■ INSTRUCTIONS TO FOLLOW: Your answer must be every line of the data that contains "clicks".

■ SOURCE MATERIAL:
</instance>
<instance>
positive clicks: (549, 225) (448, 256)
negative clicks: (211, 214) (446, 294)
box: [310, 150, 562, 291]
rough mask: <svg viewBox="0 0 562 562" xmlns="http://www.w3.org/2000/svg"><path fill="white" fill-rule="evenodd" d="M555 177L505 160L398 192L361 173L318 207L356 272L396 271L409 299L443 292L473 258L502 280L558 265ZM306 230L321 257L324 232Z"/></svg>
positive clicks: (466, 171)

■ RESPONSE TO THIS TASK:
positive clicks: (549, 225) (448, 256)
negative clicks: (211, 214) (446, 294)
positive clicks: (466, 171)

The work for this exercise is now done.